(Source records)
%%

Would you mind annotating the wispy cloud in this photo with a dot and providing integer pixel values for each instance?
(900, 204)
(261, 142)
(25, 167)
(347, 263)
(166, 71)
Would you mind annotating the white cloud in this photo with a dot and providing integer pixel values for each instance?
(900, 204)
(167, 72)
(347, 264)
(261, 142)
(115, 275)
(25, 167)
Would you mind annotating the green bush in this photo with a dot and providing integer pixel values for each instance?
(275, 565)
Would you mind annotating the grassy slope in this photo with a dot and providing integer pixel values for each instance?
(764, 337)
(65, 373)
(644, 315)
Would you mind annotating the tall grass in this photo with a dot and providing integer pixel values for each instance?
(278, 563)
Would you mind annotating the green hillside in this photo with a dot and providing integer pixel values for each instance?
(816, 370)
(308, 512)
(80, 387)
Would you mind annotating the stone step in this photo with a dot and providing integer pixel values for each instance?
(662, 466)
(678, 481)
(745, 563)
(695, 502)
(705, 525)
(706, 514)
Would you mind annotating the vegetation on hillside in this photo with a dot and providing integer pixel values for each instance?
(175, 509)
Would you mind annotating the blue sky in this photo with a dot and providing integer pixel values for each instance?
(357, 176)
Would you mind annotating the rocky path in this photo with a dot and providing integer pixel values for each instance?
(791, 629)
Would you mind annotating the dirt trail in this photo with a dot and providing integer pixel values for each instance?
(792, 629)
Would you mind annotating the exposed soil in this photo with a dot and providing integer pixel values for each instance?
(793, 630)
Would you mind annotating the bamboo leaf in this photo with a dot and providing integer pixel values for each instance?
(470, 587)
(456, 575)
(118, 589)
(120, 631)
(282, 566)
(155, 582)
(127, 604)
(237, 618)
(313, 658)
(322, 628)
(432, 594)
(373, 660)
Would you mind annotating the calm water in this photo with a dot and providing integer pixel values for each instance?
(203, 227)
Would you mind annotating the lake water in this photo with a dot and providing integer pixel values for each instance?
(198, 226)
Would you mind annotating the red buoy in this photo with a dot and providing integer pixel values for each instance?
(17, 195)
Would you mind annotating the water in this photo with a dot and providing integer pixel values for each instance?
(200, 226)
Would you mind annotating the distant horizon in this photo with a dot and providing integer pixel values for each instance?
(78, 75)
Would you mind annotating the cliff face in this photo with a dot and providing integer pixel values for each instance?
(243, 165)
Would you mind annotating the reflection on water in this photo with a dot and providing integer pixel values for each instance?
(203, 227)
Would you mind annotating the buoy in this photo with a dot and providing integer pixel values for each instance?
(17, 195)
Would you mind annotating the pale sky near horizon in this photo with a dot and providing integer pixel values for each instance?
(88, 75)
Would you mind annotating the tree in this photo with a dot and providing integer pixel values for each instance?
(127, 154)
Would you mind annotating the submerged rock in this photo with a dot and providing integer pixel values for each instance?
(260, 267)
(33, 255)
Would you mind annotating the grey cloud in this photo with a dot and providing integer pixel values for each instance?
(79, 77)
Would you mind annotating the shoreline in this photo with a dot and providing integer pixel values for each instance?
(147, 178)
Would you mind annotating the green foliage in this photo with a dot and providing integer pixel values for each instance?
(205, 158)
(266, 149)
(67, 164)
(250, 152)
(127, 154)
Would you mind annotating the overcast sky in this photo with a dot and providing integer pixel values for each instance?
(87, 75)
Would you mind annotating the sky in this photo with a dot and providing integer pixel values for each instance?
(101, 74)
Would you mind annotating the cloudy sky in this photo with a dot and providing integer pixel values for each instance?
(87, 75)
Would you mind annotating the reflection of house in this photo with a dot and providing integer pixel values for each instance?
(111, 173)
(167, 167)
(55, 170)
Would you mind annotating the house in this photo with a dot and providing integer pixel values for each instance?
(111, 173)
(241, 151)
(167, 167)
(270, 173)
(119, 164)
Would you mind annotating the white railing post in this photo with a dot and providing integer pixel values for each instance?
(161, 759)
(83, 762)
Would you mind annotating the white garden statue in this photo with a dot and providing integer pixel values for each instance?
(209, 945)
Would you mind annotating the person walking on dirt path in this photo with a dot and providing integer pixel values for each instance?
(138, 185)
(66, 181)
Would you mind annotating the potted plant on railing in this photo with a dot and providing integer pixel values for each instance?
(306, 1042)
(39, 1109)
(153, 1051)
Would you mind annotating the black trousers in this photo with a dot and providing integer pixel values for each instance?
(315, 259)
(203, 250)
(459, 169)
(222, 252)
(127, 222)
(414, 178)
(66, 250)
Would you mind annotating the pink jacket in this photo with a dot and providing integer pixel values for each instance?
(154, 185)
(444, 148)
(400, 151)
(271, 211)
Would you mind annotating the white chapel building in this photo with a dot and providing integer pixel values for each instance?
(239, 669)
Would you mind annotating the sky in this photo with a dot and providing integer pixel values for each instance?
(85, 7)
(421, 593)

%%

**Problem**
Restate the records word for word, keeping every line.

**Exercise result**
Would you mind annotating the wispy cloud in this photo with a dot and providing integer pixel values for each instance?
(900, 204)
(261, 142)
(25, 167)
(347, 263)
(166, 71)
Would you mind annotating the white cloud in this photo with a dot and providing integer pixel values for each instance?
(900, 204)
(167, 72)
(347, 264)
(261, 142)
(115, 275)
(25, 167)
Would you mind annotating the green bush in this photo with a dot and providing integer pixel values for each instance?
(275, 565)
Would you mind annotating the grassy slope in this photo with a dot and providing integer pixel values for each instance?
(764, 337)
(65, 373)
(644, 315)
Would you mind annotating the tall grass in this photo with a dot and providing integer pixel values for each instance?
(278, 563)
Would you mind annotating the green hillside in this photo with a dot and providing integer pixel values for each instance?
(816, 370)
(308, 512)
(80, 387)
Would you mind annotating the stone step in this photo with a dot and providing integer pixel values for each instance?
(662, 466)
(678, 481)
(745, 563)
(695, 502)
(705, 525)
(706, 514)
Would you mind annotating the vegetation on hillside in this photo with a dot and providing integer pixel values for each instance?
(175, 509)
Would you mind annotating the blue sky in this photo with a dot and providing integer pixel values for each instance?
(357, 176)
Would you mind annotating the rocky path in this photo with a dot and providing integer pixel values for each instance?
(791, 629)
Would you mind annotating the dirt trail in this photo with a dot and providing integer pixel values for each instance?
(792, 629)
Would you mind annotating the exposed soil in this photo with a dot and providing integer pixel values for each instance?
(793, 630)
Would you mind annotating the bamboo leaf in this photo with a dot and providing integer pixel values for each instance?
(470, 587)
(456, 575)
(118, 589)
(120, 631)
(282, 566)
(155, 582)
(127, 604)
(237, 618)
(313, 658)
(322, 628)
(432, 594)
(373, 660)
Would you mind annotating the calm water in this photo with a dot and providing integer pixel values for each instance?
(203, 227)
Would you mind annotating the lake water in this photo with a dot and providing integer pixel values for each instance?
(198, 226)
Would you mind annotating the red buoy in this photo with a dot and providing integer pixel values for each instance?
(17, 195)
Would you mind annotating the water in this photo with a dot and providing integer pixel values for each instance?
(200, 226)
Would you mind annotating the distant horizon in this photo with a dot and providing integer pixel values for each instance?
(78, 75)
Would you mind annotating the cliff face in this photo with a dot and providing integer pixel values for each instance?
(243, 165)
Would you mind annotating the reflection on water in this photo with a dot and providing integer pixel values for each instance?
(203, 227)
Would you mind annotating the buoy in this photo with a dot and providing integer pixel values for each instance?
(17, 195)
Would you mind annotating the pale sky near horizon in this photo with a dot and providing integer pixel values for each instance?
(88, 75)
Would you mind annotating the tree in this photo with a dot and providing integer pixel values for each instance?
(127, 154)
Would you mind annotating the submerged rock in this photo with a dot and providing integer pixel values for each instance?
(260, 267)
(33, 255)
Would you mind annotating the grey cloud in this photo with a dot and providing integer pixel values for each instance?
(79, 77)
Would you mind annotating the shoreline in this photo with a dot and providing integer pixel values for each instance?
(147, 178)
Would you mind annotating the green foliage in this photo with a dot and providing integer pixel values for each instance?
(205, 158)
(266, 149)
(67, 164)
(250, 152)
(127, 154)
Would you mind annotating the overcast sky in this photo with a dot and providing integer pixel values for each instance?
(87, 75)
Would you mind annotating the sky in this photo with a dot and providing integer pixel values for each instance?
(101, 74)
Would you mind annotating the cloudy sky in this photo with a dot and providing integer pixel values for each instance?
(87, 75)
Would you mind annotating the reflection of house in this photo with a dot and providing integer pixel values for each instance?
(111, 173)
(167, 167)
(55, 170)
Would you mind annotating the house in this photo with a dot and providing integer pixel values for each instance?
(111, 173)
(241, 151)
(167, 167)
(270, 173)
(119, 164)
Would you mind annotating the white railing post in this photo with a dot and providing integer pixel values for each instance?
(161, 759)
(83, 762)
Would you mind annotating the white garden statue in this photo with a dot and providing integer pixel values for each instance?
(209, 945)
Would you mind annotating the person walking on dirt path in this photo with a dot and providing integer pixel values for each instance?
(138, 185)
(66, 181)
Would you mind annotating the potted plant on railing in this photo with a dot and providing integer pixel values for each instance?
(306, 1042)
(39, 1109)
(153, 1051)
Would you mind annotating the black trousers in this photo with a dot and providing integer pixel values for each instance?
(315, 259)
(203, 250)
(459, 169)
(222, 252)
(127, 222)
(414, 178)
(66, 250)
Would you mind annotating the pink jacket in this photo with a dot and providing integer pixel values for each instance?
(154, 185)
(444, 148)
(400, 151)
(271, 211)
Would you mind annotating the white chapel building in this photo with a dot and providing integer pixel values for each instance?
(239, 669)
Would you mind annotating the sky in this photo with a dot and providing integer pixel values for each instance?
(85, 7)
(421, 593)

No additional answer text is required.